[Provided records]
>>
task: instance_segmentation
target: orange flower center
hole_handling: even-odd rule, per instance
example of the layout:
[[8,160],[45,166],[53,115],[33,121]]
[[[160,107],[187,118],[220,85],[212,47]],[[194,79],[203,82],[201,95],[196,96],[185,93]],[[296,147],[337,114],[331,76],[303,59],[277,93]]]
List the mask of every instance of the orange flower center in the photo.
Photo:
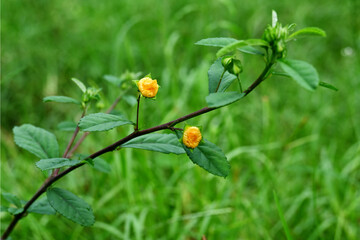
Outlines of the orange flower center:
<<
>>
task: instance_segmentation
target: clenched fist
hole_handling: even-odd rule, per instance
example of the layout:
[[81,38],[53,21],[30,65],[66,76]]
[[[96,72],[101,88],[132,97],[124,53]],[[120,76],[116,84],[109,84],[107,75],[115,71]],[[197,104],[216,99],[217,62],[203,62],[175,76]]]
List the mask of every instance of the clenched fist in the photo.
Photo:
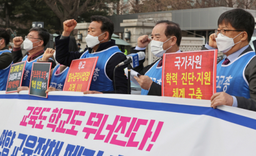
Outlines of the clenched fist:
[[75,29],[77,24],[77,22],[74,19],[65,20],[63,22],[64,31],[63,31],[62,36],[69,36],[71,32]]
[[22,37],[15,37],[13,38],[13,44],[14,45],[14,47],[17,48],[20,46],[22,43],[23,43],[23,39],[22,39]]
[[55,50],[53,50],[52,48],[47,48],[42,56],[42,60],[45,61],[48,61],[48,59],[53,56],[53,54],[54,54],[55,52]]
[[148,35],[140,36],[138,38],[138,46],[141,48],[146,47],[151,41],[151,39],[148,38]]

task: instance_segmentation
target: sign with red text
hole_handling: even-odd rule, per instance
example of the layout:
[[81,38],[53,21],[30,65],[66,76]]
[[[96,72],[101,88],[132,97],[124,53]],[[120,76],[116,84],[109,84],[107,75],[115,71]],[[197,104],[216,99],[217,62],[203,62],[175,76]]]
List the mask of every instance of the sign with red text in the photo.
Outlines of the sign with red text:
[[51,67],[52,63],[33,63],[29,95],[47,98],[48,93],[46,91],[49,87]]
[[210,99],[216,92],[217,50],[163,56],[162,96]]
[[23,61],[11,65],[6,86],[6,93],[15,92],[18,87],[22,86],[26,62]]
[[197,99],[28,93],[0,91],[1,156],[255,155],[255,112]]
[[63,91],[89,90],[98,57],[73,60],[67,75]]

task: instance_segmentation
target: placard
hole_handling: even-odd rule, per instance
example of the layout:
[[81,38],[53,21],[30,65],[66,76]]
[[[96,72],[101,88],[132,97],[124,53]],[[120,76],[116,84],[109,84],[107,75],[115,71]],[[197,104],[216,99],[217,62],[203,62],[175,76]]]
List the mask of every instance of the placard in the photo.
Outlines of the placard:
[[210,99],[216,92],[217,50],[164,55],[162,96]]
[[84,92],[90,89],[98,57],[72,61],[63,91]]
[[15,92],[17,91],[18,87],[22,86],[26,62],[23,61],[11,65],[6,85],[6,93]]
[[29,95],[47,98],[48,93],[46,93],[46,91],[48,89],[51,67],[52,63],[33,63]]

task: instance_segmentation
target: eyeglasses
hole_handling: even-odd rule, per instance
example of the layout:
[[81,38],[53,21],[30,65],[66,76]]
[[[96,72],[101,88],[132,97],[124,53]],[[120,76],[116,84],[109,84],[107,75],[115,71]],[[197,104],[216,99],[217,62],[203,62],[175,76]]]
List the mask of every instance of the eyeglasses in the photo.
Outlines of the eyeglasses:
<<
[Your task] Copy every line of the entries that contains the string "text", with case counting.

[Exercise output]
target: sign with red text
List the mask of every instance of the sign with red text in the photo.
Outlines of the sign with red text:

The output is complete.